— START Data rows —
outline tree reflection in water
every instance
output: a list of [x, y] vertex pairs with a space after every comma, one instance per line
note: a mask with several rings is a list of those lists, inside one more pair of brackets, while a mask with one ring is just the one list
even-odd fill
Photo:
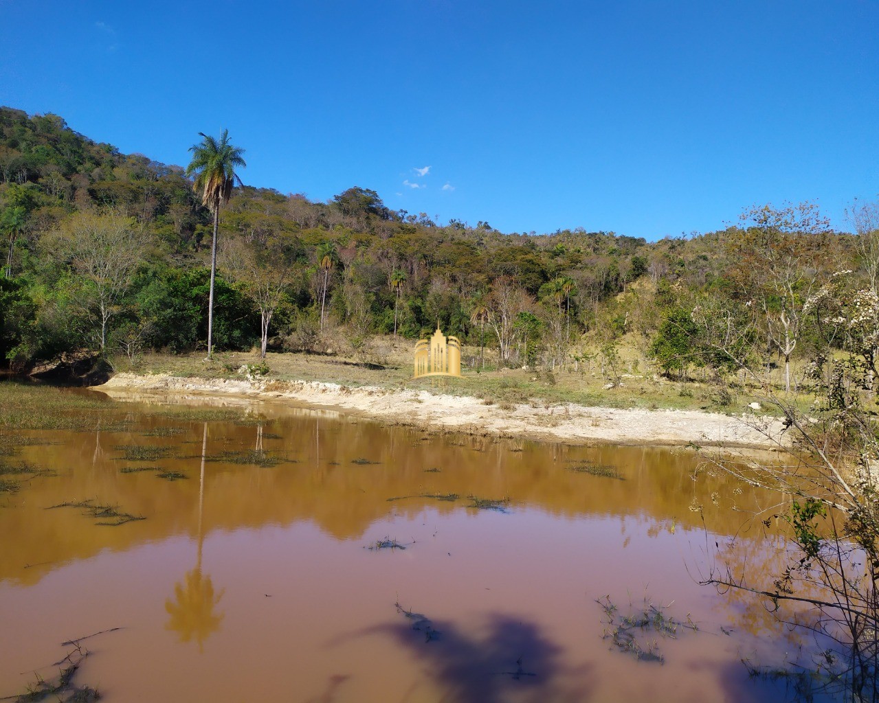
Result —
[[201, 472], [199, 482], [199, 551], [195, 568], [187, 571], [183, 581], [174, 585], [174, 600], [165, 600], [169, 618], [165, 629], [174, 630], [179, 642], [195, 641], [199, 651], [204, 651], [204, 642], [220, 629], [223, 613], [214, 609], [222, 598], [222, 591], [214, 593], [209, 575], [201, 573], [201, 549], [204, 542], [202, 513], [205, 504], [205, 455], [207, 448], [207, 423], [201, 440]]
— END Data rows —
_Short exercise_: Print all of the material above verbatim, leaving out the pictures.

_Exercise output_:
outline tree reflection in water
every instance
output: a list of [x, y] vertex pairs with a space after every comma, one instance per line
note: a mask with several rings is a list of those lists, inside one more pair of brackets, while a mask with one ring is just the one list
even-odd fill
Photo:
Result —
[[201, 472], [199, 482], [199, 551], [195, 568], [187, 571], [183, 581], [174, 585], [174, 600], [165, 600], [169, 618], [165, 629], [174, 630], [179, 642], [195, 641], [199, 651], [204, 651], [204, 642], [220, 629], [223, 613], [214, 609], [222, 598], [222, 591], [214, 593], [209, 575], [201, 573], [201, 549], [204, 542], [202, 513], [205, 504], [205, 455], [207, 448], [207, 423], [201, 440]]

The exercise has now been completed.